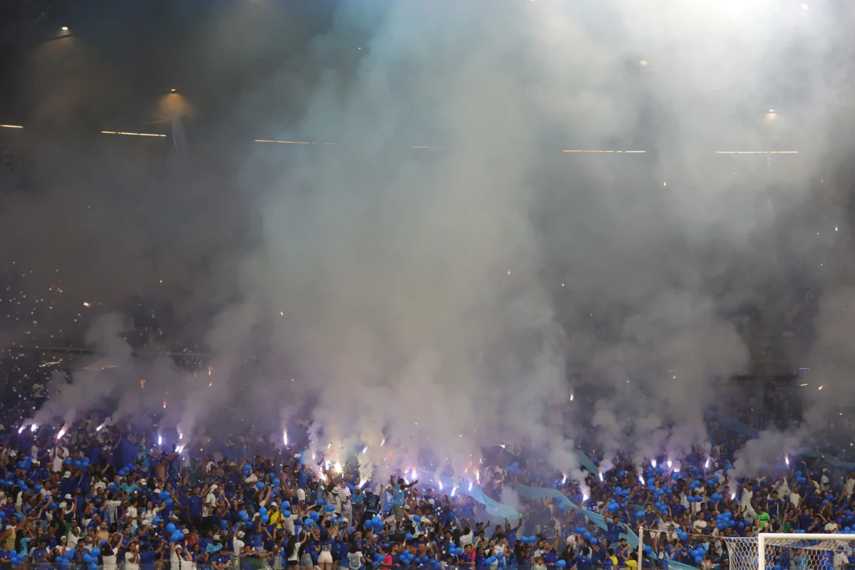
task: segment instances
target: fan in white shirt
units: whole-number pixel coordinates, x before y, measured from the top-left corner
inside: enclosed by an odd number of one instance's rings
[[[217,490],[217,485],[212,485],[211,488],[208,490],[208,494],[205,495],[205,501],[202,503],[202,517],[207,518],[211,516],[214,509],[216,508],[216,495],[214,491]]]

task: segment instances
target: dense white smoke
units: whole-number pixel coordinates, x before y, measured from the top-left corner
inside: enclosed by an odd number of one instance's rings
[[[267,50],[261,13],[211,24],[254,38],[230,62]],[[283,65],[233,114],[275,140],[335,144],[256,144],[238,161],[239,220],[223,221],[227,200],[194,210],[184,231],[148,237],[192,236],[180,255],[127,273],[153,283],[225,252],[187,272],[192,304],[219,307],[214,378],[158,369],[170,419],[191,432],[243,392],[245,415],[278,407],[276,432],[308,417],[318,460],[358,455],[366,479],[424,457],[462,478],[483,446],[525,444],[581,481],[572,450],[592,426],[606,463],[708,450],[711,380],[754,356],[733,314],[787,277],[769,236],[815,233],[788,216],[833,146],[831,18],[772,0],[342,3],[310,71]],[[268,119],[262,103],[293,92],[299,119]],[[115,337],[91,341],[121,356]],[[571,370],[592,409],[566,411]],[[139,405],[162,398],[156,382]],[[140,402],[79,385],[63,413]]]

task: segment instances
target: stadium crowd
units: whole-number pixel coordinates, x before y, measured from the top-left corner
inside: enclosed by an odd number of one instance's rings
[[[183,448],[160,445],[152,429],[108,424],[7,427],[4,567],[590,570],[640,561],[729,570],[727,538],[855,526],[855,473],[792,457],[758,479],[730,479],[744,436],[715,424],[709,454],[641,466],[618,455],[608,467],[594,456],[604,467],[583,483],[531,450],[486,450],[483,495],[465,485],[443,491],[426,471],[422,480],[397,473],[362,482],[355,464],[308,461],[305,442],[239,437]],[[479,497],[510,502],[519,516],[497,520]],[[806,568],[801,555],[784,549],[770,567]]]

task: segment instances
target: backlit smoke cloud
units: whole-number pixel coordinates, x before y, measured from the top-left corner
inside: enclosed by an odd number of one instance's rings
[[[778,54],[763,38],[811,33],[800,9],[768,21],[771,3],[749,4],[681,4],[665,16],[637,4],[341,7],[315,48],[352,50],[347,38],[368,31],[364,56],[346,87],[326,76],[280,136],[339,148],[277,155],[281,167],[259,150],[251,168],[280,174],[250,191],[262,240],[239,272],[239,306],[299,367],[316,426],[333,438],[386,426],[403,450],[433,450],[457,473],[496,434],[560,449],[564,436],[544,420],[569,397],[572,340],[587,372],[619,391],[599,404],[611,421],[595,422],[610,446],[626,444],[609,426],[632,393],[661,416],[653,424],[680,426],[645,451],[708,447],[709,381],[748,358],[722,313],[753,284],[722,295],[707,279],[726,253],[752,262],[759,282],[777,270],[744,249],[775,217],[746,214],[757,197],[714,152],[769,148],[764,109],[744,103],[768,94]],[[827,97],[811,81],[791,116]],[[550,140],[650,154],[550,156]],[[807,197],[799,183],[811,168],[794,171],[778,212]],[[613,308],[610,338],[573,318]],[[228,333],[235,321],[221,326],[226,352],[243,342]],[[638,425],[659,427],[651,417]]]
[[[447,461],[463,479],[482,446],[524,443],[578,480],[570,450],[592,425],[607,455],[638,462],[708,447],[711,380],[753,356],[733,315],[789,278],[770,236],[816,233],[789,215],[833,145],[832,19],[772,0],[342,3],[303,65],[253,84],[220,133],[241,118],[336,144],[256,144],[213,211],[194,201],[192,225],[133,230],[175,248],[161,261],[176,279],[222,252],[182,281],[188,303],[217,307],[217,381],[164,374],[180,403],[167,412],[188,433],[239,405],[259,423],[271,407],[277,423],[309,416],[318,461],[361,454],[364,477]],[[299,119],[272,119],[295,91]],[[185,165],[169,187],[203,173],[194,189],[220,189],[214,167]],[[161,267],[116,264],[133,283]]]

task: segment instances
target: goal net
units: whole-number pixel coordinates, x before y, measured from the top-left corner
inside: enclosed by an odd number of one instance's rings
[[[730,570],[855,570],[855,534],[761,532],[724,541]]]

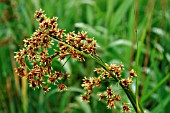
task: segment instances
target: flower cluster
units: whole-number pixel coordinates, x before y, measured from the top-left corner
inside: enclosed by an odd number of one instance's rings
[[[85,59],[81,51],[96,55],[96,41],[88,38],[85,32],[64,33],[65,30],[58,28],[57,18],[47,18],[41,9],[36,11],[34,17],[39,22],[39,29],[31,38],[24,40],[24,48],[16,52],[15,59],[19,64],[16,73],[21,77],[27,77],[30,87],[43,87],[46,92],[50,89],[49,84],[57,85],[60,91],[65,90],[62,79],[69,77],[68,73],[62,73],[52,68],[52,59],[58,56],[63,60],[67,55],[80,61]],[[58,48],[50,54],[49,48],[56,41]]]
[[[87,90],[85,95],[82,95],[82,100],[85,100],[87,102],[90,101],[90,95],[92,94],[92,90],[94,87],[100,87],[101,85],[101,79],[100,77],[96,78],[96,77],[91,77],[90,79],[88,78],[84,78],[83,79],[83,83],[82,83],[82,87]]]
[[[69,74],[63,73],[52,68],[53,58],[59,60],[70,56],[79,61],[85,61],[83,56],[99,58],[96,54],[96,41],[89,38],[86,32],[69,32],[58,28],[57,18],[47,18],[41,9],[36,11],[34,17],[39,23],[39,28],[31,38],[24,40],[24,48],[16,52],[15,59],[19,67],[15,69],[20,77],[26,77],[29,86],[32,88],[42,87],[44,92],[50,90],[50,85],[56,85],[59,91],[67,89],[62,83],[69,78]],[[55,44],[55,45],[54,45]],[[51,51],[53,46],[56,49]],[[94,71],[100,74],[98,77],[84,78],[82,87],[86,90],[82,95],[82,100],[90,101],[93,88],[99,88],[103,80],[115,79],[123,87],[128,87],[136,77],[132,69],[129,71],[130,77],[122,78],[123,64],[104,64],[103,68],[96,68]],[[104,68],[105,67],[105,68]],[[108,108],[116,108],[115,103],[121,101],[119,94],[114,94],[111,87],[107,87],[105,93],[99,94],[99,100],[105,99]],[[123,111],[129,111],[130,108],[123,103]]]
[[[113,76],[115,76],[116,78],[118,78],[119,80],[119,84],[128,87],[133,81],[132,81],[132,77],[137,76],[136,73],[134,72],[134,70],[130,70],[129,71],[129,75],[130,77],[128,77],[128,79],[124,79],[122,78],[122,70],[124,70],[124,66],[122,63],[120,63],[119,65],[116,64],[111,64],[108,65],[106,64],[108,70],[106,71],[104,68],[95,68],[94,72],[96,72],[97,74],[100,74],[99,77],[91,77],[91,78],[84,78],[83,79],[83,83],[82,83],[82,87],[86,90],[85,95],[82,96],[82,100],[85,101],[90,101],[90,95],[92,93],[92,89],[94,87],[100,87],[102,84],[102,81],[104,80],[111,80],[112,78],[114,79]],[[121,97],[120,94],[115,94],[114,91],[112,90],[111,87],[107,87],[106,91],[104,93],[100,93],[99,94],[99,100],[105,99],[106,103],[107,103],[107,107],[109,109],[111,108],[116,108],[116,102],[120,102],[121,101]],[[130,108],[123,103],[123,111],[127,112],[130,111]]]
[[[122,63],[120,63],[119,65],[116,65],[116,64],[111,64],[111,65],[106,64],[106,65],[109,68],[109,71],[113,73],[117,78],[121,77],[121,72],[124,69],[124,66]],[[97,74],[100,74],[100,77],[103,79],[113,78],[113,76],[103,68],[95,68],[94,72],[96,72]]]

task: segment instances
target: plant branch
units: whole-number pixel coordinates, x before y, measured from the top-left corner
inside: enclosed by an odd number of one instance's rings
[[[56,39],[56,38],[54,38],[54,39],[55,39],[56,41],[60,41],[60,40],[58,40],[58,39]],[[61,42],[61,41],[60,41],[60,42]],[[86,54],[86,53],[84,53],[84,52],[82,52],[82,51],[80,51],[80,50],[78,50],[78,49],[70,46],[70,45],[67,44],[66,42],[61,42],[61,43],[63,43],[64,45],[68,46],[69,48],[75,50],[77,53],[83,55],[84,57],[93,59],[96,63],[98,63],[101,67],[103,67],[107,72],[109,72],[109,73],[113,76],[113,78],[115,79],[116,82],[119,82],[119,81],[120,81],[120,79],[118,79],[112,72],[110,72],[108,66],[107,66],[102,60],[100,60],[97,56],[92,56],[92,55],[90,55],[90,54]],[[123,88],[124,92],[126,93],[127,97],[129,98],[130,102],[132,103],[135,111],[136,111],[136,112],[139,112],[139,110],[137,110],[137,104],[136,104],[136,100],[135,100],[135,99],[136,99],[136,96],[134,95],[134,93],[132,92],[132,90],[131,90],[129,87],[123,86],[123,85],[121,84],[121,82],[119,82],[119,84],[120,84],[120,86]],[[144,111],[143,111],[143,109],[142,109],[142,107],[141,107],[140,105],[139,105],[139,108],[140,108],[140,113],[144,113]]]

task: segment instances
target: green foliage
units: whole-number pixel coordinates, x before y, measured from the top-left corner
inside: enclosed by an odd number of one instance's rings
[[[47,3],[48,2],[48,3]],[[69,31],[88,31],[97,40],[97,53],[107,63],[122,62],[125,73],[138,68],[139,102],[151,113],[167,113],[170,106],[170,2],[140,0],[138,6],[137,41],[133,35],[135,4],[133,0],[4,0],[0,2],[0,112],[4,113],[119,113],[107,109],[105,102],[92,95],[91,102],[81,102],[82,78],[97,76],[96,63],[69,60],[64,70],[71,75],[68,91],[55,88],[47,94],[25,86],[15,77],[13,52],[23,47],[38,25],[35,10],[43,9],[49,17],[59,17],[59,27]],[[132,48],[134,47],[134,48]],[[55,59],[54,59],[55,60]],[[138,67],[136,63],[138,62]],[[54,68],[64,62],[56,61]],[[126,76],[126,75],[124,75]],[[106,84],[107,86],[108,84]],[[135,85],[132,85],[132,88]],[[114,87],[114,86],[113,86]],[[101,90],[102,91],[102,90]],[[126,96],[122,89],[121,91]],[[23,96],[24,93],[27,95]],[[116,93],[116,92],[115,92]],[[23,99],[25,99],[23,103]],[[127,99],[126,97],[124,97]],[[128,99],[127,99],[128,102]],[[134,112],[133,107],[132,112]],[[25,110],[27,109],[27,110]]]

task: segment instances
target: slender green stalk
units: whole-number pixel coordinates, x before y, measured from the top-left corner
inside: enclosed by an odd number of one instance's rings
[[[143,103],[146,99],[148,99],[155,91],[157,91],[160,86],[165,83],[170,78],[170,73],[168,73],[156,87],[154,87],[144,98],[141,99],[141,103]]]
[[[59,41],[57,39],[55,39],[55,40]],[[83,55],[84,57],[93,59],[96,63],[98,63],[101,67],[103,67],[107,72],[109,72],[113,76],[113,78],[115,79],[116,82],[120,81],[112,72],[110,72],[108,66],[101,59],[99,59],[97,56],[92,56],[92,55],[86,54],[78,49],[75,49],[74,47],[70,46],[69,44],[67,44],[65,42],[61,42],[61,43],[68,46],[69,48],[75,50],[77,53]],[[144,111],[140,105],[139,105],[139,108],[137,108],[136,97],[135,97],[134,93],[132,92],[132,90],[129,87],[123,86],[120,82],[119,82],[119,84],[123,88],[124,92],[126,93],[127,97],[129,98],[130,102],[132,103],[135,111],[137,113],[139,113],[139,111],[140,111],[140,113],[144,113]]]

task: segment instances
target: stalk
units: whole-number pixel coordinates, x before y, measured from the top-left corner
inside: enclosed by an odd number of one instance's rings
[[[56,38],[54,38],[54,39],[56,41],[60,41],[60,40],[58,40]],[[93,59],[96,63],[98,63],[101,67],[103,67],[107,72],[109,72],[113,76],[113,78],[115,79],[116,82],[120,81],[120,79],[118,79],[112,72],[110,72],[108,66],[102,60],[100,60],[97,56],[92,56],[90,54],[86,54],[86,53],[84,53],[84,52],[82,52],[82,51],[80,51],[78,49],[75,49],[74,47],[70,46],[66,42],[61,42],[61,43],[63,43],[64,45],[68,46],[69,48],[75,50],[77,53],[83,55],[84,57],[89,58],[89,59]],[[139,103],[138,103],[139,104],[139,108],[137,107],[136,96],[132,92],[130,87],[123,86],[120,82],[119,82],[119,84],[123,88],[124,92],[126,93],[128,99],[130,100],[131,104],[133,105],[133,108],[135,109],[135,111],[137,113],[144,113],[143,108],[141,107],[141,105]]]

========================================

## What is being asked:
Identify each line in the listing that contains the word "white", and copy those lines in full.

## Complete answer:
target: fan in white shirt
target: dense white smoke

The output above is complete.